Find every line in the entries below that contains the word "with", and copy each of those lines. Matching is case-sensitive.

# TASK INPUT
--------------------------------------------------

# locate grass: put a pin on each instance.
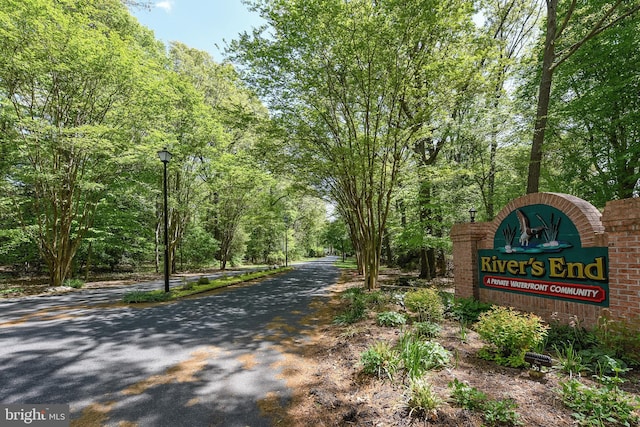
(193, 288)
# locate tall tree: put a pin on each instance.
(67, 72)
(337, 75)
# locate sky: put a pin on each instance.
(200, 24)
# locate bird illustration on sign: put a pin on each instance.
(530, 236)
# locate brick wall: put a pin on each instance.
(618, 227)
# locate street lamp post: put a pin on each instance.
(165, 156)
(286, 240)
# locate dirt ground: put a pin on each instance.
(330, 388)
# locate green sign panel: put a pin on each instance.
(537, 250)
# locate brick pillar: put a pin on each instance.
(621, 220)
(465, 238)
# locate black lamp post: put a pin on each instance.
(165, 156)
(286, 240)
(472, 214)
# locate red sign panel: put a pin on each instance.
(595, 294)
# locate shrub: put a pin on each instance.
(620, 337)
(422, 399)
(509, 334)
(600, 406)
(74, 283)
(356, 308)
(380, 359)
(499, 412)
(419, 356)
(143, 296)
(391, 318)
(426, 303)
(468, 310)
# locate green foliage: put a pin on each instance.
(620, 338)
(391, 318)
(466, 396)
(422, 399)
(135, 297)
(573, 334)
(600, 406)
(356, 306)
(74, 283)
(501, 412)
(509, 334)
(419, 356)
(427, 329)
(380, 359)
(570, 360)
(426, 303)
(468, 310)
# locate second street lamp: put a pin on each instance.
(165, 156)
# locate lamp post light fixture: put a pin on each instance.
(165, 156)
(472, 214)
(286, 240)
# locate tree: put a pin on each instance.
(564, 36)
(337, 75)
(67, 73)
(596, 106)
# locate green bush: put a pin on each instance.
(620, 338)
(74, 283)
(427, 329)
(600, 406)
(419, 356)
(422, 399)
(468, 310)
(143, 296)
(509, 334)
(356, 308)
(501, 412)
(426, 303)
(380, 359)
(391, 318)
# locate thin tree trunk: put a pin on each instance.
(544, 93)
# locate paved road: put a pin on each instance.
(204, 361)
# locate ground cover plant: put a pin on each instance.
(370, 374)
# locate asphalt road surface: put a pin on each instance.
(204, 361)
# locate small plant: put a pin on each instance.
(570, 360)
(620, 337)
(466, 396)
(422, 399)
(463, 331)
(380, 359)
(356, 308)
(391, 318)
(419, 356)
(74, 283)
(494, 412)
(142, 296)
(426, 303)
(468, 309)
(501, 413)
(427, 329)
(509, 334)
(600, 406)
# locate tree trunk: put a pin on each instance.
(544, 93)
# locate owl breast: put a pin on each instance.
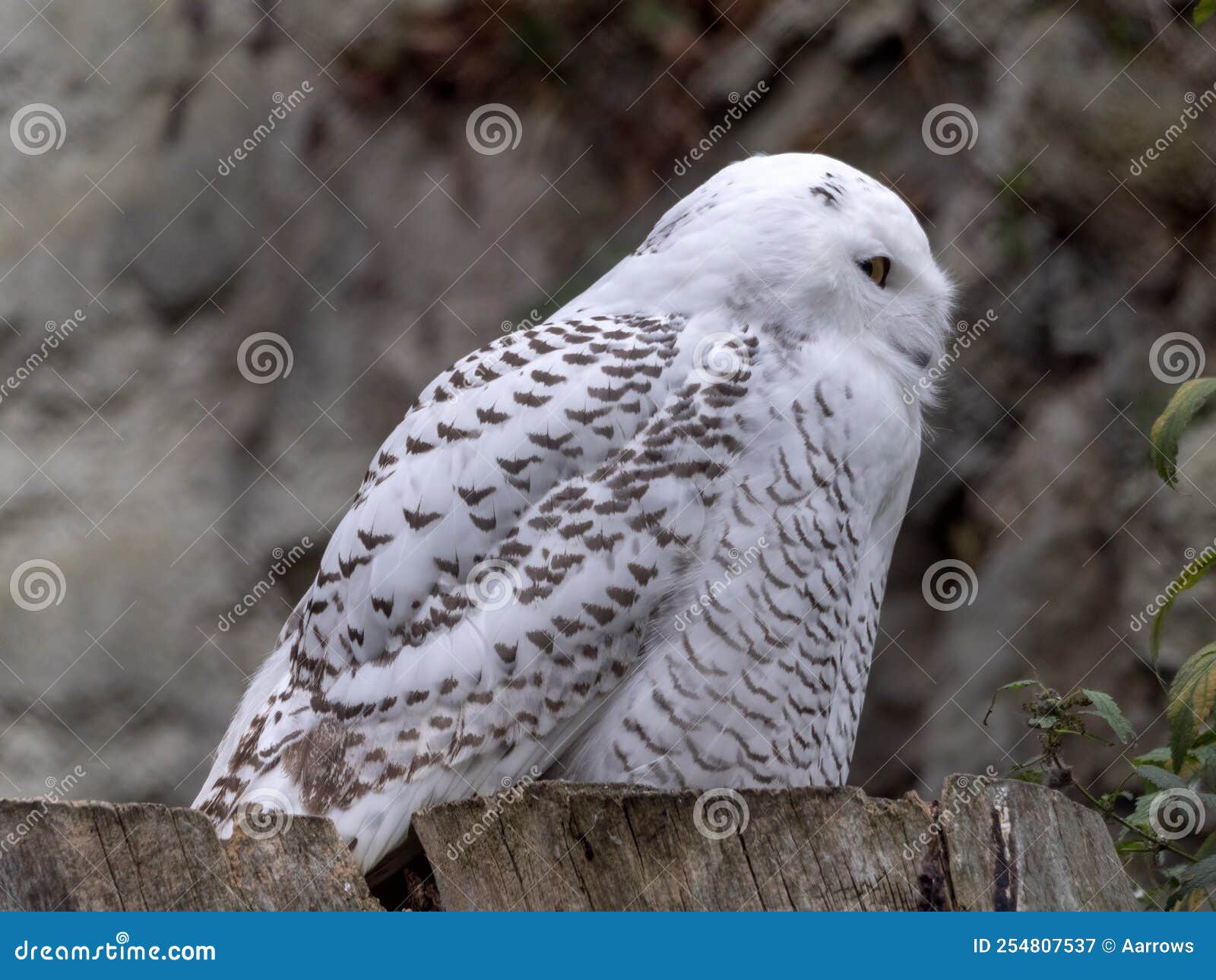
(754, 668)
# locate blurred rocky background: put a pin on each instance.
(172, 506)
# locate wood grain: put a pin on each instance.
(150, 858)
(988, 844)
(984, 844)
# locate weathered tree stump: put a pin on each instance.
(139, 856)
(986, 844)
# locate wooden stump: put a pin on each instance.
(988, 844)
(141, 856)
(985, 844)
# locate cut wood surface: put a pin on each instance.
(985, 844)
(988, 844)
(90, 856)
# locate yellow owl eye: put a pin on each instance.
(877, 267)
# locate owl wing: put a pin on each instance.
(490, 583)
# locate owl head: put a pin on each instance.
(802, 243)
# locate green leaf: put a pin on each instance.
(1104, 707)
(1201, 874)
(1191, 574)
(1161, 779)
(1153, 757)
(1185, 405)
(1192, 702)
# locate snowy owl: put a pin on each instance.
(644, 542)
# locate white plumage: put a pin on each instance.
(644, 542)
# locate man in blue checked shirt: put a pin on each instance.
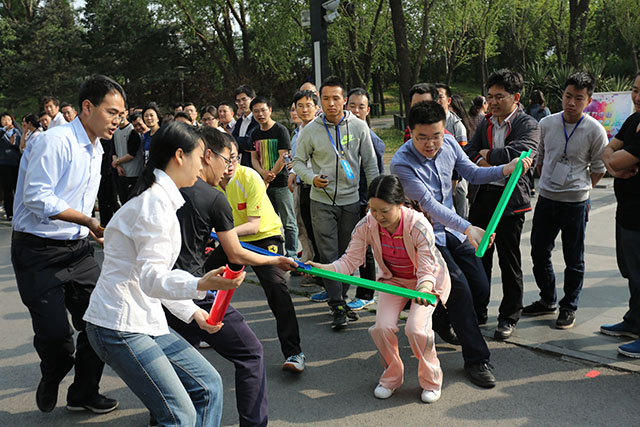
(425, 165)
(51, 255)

--------------------------------------------------

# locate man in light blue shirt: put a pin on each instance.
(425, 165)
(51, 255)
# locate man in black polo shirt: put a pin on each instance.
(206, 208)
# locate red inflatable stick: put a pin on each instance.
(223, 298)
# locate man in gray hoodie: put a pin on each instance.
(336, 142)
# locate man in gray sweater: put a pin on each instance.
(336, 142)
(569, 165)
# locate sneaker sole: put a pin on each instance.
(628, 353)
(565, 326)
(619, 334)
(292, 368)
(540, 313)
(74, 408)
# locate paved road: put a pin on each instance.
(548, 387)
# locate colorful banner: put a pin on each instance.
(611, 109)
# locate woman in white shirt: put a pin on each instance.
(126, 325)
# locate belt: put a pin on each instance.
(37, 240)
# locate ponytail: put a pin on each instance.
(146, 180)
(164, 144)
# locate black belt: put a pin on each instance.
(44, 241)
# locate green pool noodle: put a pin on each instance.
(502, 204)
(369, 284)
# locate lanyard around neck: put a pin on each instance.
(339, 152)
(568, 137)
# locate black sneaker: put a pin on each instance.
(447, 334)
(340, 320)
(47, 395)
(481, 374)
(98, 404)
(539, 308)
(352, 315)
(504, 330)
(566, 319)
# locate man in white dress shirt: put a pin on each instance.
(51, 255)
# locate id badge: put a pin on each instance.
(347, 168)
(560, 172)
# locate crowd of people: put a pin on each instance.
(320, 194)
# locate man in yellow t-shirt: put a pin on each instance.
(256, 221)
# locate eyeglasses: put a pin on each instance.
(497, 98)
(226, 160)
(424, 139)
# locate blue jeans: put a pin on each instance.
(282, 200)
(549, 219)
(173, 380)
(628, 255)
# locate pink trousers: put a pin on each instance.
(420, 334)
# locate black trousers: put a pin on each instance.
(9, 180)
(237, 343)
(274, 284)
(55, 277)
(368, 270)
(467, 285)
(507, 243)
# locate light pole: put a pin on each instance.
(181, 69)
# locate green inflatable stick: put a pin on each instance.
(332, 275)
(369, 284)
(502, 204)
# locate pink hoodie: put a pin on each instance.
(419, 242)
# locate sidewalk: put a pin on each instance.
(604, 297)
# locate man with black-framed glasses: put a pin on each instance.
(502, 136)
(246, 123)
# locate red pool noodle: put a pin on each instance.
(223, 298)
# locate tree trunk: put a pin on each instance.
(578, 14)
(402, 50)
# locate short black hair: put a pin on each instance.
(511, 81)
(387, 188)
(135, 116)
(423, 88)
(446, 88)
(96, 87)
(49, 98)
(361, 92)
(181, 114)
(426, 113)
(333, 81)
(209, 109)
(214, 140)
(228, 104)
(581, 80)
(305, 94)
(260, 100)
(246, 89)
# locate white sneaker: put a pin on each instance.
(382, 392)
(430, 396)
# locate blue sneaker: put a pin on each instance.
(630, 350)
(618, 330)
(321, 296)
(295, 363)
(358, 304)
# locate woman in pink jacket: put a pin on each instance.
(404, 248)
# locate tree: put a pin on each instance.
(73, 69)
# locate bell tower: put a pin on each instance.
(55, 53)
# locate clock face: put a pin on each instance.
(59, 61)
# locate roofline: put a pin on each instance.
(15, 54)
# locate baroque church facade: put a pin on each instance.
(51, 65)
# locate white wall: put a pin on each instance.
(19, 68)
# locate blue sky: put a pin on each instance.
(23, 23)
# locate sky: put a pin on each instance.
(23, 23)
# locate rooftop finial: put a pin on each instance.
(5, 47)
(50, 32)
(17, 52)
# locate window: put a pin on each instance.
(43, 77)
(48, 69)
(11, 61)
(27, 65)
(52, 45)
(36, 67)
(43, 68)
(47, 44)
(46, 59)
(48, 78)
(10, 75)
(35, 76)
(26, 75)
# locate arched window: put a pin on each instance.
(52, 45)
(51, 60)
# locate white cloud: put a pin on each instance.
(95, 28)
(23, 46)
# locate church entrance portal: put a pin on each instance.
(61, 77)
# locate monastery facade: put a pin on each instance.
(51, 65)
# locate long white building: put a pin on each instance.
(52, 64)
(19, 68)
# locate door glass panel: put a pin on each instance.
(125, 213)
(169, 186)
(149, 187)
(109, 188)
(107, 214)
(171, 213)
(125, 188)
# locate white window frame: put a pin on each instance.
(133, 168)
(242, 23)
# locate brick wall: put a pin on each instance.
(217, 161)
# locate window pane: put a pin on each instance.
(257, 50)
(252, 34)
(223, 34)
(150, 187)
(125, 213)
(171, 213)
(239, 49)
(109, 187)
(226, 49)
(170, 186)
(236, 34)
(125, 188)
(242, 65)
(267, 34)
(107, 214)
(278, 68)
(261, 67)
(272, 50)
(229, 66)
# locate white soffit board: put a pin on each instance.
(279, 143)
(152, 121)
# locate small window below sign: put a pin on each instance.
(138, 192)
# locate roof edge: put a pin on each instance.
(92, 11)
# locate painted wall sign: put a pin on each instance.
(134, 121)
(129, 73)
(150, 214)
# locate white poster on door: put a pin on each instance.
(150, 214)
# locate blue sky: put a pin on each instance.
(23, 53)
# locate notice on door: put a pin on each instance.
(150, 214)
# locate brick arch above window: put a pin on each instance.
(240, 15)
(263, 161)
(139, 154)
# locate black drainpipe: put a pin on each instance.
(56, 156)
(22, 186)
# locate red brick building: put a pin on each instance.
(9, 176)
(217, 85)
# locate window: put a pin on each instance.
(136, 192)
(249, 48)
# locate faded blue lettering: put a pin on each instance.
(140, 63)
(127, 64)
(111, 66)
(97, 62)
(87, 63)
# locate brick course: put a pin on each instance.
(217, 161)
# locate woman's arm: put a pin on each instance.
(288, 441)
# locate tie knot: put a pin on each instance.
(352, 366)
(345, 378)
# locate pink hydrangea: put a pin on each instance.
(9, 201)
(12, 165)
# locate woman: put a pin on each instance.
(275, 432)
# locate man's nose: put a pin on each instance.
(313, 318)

--------------------------------------------------

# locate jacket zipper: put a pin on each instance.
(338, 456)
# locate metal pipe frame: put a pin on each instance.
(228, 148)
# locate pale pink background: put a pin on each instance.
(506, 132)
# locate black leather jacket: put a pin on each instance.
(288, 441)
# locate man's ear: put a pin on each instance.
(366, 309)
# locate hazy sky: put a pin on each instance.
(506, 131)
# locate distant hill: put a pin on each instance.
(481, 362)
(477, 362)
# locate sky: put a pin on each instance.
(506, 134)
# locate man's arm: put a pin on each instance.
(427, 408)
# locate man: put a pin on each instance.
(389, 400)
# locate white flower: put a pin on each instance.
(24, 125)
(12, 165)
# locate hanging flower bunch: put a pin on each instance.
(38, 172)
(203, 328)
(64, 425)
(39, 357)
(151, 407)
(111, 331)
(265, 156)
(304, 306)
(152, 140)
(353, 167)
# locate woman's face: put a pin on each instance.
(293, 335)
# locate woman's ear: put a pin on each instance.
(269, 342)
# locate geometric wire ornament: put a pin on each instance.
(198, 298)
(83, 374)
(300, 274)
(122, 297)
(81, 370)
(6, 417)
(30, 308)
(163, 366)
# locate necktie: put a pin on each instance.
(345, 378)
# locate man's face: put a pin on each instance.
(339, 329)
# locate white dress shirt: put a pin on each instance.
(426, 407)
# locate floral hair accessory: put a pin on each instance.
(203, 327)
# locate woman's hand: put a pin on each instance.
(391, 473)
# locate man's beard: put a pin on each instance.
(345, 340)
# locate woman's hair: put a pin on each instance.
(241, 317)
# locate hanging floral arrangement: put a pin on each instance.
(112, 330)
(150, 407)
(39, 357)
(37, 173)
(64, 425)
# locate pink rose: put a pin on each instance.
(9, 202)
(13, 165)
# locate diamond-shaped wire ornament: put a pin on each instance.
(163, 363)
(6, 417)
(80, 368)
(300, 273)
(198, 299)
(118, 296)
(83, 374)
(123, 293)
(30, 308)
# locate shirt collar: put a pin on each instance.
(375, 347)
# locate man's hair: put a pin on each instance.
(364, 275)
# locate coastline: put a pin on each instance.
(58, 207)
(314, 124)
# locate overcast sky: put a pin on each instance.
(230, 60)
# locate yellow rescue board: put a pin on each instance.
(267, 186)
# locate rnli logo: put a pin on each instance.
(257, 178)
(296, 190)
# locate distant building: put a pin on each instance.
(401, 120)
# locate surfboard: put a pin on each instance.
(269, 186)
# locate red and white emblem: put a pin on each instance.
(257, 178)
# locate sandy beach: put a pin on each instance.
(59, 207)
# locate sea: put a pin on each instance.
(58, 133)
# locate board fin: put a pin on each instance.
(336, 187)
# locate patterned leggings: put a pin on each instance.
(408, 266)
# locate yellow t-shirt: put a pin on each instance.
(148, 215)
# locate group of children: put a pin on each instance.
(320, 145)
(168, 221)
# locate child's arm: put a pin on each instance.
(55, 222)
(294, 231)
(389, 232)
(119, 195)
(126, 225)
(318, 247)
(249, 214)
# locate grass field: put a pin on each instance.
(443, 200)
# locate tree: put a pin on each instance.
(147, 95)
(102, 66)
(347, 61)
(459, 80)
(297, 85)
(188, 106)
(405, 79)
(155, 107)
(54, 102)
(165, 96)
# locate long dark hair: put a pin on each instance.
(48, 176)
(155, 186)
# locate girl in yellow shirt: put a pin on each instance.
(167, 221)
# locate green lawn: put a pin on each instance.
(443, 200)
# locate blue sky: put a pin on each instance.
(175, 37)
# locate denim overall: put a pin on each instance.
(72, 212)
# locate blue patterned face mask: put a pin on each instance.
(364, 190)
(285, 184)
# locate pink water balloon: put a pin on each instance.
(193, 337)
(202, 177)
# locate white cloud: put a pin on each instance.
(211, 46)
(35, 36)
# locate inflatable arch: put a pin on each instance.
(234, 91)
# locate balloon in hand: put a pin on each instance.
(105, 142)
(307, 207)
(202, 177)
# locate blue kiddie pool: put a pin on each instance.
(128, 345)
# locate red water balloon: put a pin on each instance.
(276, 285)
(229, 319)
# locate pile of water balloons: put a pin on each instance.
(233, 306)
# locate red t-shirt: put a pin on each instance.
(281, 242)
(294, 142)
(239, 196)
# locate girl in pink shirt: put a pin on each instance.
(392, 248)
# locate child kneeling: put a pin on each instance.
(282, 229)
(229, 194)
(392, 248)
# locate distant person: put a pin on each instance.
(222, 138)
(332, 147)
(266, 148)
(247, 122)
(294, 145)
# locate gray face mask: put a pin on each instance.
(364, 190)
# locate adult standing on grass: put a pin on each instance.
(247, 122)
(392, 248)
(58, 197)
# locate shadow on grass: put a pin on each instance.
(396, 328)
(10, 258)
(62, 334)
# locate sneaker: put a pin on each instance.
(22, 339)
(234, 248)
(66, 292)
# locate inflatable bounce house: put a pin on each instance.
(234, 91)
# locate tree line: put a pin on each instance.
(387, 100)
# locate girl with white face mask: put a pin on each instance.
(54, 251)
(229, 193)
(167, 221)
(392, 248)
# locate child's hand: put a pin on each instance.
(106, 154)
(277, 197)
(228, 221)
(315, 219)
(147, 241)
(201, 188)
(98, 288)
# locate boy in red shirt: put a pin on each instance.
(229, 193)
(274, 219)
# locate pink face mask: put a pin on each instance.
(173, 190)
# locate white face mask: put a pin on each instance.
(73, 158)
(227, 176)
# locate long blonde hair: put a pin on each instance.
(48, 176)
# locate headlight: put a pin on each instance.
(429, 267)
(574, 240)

--------------------------------------------------

# WRITTEN SOLUTION
# locate man with black-framed glasses: put a pin on each instance.
# locate girl with white face mask: put a pin on each instance.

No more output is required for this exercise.